──────── Available records
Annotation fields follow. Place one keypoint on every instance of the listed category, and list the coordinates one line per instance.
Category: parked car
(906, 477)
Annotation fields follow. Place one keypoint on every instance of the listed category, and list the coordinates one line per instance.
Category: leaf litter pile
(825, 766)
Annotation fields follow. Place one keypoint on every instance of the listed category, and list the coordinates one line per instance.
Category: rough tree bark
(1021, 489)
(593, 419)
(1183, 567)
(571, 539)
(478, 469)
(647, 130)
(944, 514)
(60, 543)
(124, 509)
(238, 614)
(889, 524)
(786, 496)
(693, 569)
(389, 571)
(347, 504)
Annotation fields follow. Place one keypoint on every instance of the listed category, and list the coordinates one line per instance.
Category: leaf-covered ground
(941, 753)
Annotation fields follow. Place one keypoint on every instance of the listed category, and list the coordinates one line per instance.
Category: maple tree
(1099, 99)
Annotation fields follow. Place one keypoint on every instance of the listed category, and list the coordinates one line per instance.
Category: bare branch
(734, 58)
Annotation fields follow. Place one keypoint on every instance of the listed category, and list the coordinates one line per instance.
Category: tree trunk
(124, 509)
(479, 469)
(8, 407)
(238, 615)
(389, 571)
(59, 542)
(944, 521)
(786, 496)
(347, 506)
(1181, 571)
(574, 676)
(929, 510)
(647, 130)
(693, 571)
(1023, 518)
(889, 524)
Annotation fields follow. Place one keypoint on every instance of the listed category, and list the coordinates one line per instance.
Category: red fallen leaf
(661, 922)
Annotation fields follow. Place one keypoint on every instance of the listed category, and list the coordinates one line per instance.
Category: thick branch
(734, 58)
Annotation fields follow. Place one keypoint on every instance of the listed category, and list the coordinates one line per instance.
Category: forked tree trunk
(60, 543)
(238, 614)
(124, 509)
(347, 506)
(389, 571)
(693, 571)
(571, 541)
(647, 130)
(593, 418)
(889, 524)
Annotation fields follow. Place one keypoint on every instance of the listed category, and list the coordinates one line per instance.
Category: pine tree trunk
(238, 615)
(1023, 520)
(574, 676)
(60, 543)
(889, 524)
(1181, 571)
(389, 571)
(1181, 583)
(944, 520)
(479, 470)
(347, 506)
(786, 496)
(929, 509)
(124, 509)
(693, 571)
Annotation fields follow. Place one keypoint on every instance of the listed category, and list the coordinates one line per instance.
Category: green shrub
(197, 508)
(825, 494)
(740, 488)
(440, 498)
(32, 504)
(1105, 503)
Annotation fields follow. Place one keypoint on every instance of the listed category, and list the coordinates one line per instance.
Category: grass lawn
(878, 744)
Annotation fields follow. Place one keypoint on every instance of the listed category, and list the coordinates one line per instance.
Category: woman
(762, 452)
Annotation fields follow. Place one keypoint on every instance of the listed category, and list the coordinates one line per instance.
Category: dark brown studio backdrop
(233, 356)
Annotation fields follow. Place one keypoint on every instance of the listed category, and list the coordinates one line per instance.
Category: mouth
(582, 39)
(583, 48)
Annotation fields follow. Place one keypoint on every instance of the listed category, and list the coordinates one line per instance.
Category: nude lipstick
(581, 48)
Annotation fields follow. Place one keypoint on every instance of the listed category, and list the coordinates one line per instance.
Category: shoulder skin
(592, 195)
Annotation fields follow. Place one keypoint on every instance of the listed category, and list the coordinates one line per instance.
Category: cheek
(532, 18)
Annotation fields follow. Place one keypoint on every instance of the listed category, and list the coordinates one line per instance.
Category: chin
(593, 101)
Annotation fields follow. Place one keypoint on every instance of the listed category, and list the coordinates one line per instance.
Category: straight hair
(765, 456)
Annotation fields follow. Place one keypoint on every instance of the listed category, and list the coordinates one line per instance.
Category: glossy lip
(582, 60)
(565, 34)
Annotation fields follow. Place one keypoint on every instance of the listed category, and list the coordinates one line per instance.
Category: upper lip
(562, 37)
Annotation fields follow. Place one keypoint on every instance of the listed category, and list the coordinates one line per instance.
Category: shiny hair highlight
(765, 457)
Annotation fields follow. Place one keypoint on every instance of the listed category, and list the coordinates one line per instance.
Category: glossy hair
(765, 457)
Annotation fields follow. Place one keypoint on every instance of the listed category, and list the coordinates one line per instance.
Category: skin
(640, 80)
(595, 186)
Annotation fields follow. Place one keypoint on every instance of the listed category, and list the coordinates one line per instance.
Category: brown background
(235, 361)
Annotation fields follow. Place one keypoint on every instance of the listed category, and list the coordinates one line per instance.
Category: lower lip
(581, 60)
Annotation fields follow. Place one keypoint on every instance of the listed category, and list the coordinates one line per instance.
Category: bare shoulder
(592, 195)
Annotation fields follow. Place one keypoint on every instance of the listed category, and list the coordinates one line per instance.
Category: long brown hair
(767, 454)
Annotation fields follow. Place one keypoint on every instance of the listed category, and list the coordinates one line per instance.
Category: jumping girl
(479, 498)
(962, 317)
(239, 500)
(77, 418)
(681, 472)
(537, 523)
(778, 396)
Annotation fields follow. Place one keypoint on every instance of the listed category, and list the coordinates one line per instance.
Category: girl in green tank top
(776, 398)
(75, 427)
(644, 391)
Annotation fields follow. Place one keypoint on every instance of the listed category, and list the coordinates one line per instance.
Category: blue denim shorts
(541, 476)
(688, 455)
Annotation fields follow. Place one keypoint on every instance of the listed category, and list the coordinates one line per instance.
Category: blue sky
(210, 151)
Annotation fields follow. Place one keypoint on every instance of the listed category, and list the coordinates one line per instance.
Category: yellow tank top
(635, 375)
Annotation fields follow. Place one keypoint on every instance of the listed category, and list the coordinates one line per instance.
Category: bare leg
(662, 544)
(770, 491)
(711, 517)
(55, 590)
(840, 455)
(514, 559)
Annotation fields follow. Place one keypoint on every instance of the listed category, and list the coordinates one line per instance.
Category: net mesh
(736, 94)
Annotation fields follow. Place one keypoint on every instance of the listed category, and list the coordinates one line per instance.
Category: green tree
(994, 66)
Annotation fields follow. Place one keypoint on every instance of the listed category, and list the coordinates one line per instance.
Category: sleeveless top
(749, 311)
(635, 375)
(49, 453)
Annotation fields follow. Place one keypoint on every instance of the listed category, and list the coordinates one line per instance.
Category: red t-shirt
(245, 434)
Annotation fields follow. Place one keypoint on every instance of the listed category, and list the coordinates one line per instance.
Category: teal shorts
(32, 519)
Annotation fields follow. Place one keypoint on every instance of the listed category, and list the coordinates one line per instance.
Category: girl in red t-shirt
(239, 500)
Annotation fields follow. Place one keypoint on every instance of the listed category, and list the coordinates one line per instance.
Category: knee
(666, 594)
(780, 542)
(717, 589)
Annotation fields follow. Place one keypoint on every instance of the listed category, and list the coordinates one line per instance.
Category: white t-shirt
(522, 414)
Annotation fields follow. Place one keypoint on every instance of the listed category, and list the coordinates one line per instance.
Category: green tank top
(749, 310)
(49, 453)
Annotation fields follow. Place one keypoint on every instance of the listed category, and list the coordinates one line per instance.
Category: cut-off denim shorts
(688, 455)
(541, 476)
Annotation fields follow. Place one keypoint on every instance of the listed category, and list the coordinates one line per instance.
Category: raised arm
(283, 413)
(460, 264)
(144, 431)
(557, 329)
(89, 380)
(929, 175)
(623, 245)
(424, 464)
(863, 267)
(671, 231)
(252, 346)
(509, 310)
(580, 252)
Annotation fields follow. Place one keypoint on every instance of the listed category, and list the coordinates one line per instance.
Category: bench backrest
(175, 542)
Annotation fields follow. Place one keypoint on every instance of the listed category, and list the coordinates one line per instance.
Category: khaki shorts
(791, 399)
────────────────
◆ What to work on: Where the line containing "Category: raised arm" appears, start copying, and go on exactly through the last line of the data.

◆ Answer section:
Category: raised arm
(283, 413)
(460, 264)
(144, 431)
(557, 329)
(89, 380)
(929, 175)
(623, 245)
(424, 464)
(863, 267)
(671, 231)
(252, 346)
(509, 310)
(580, 252)
Annotation fields follow. Place one keypoint on every instance of the listed category, and list the coordinates one line per instance.
Category: bench backrest
(175, 542)
Annotation fields follow. Place one keypoint on every instance of the listed category, and list the coordinates one line per instance.
Category: khaki shorts
(791, 399)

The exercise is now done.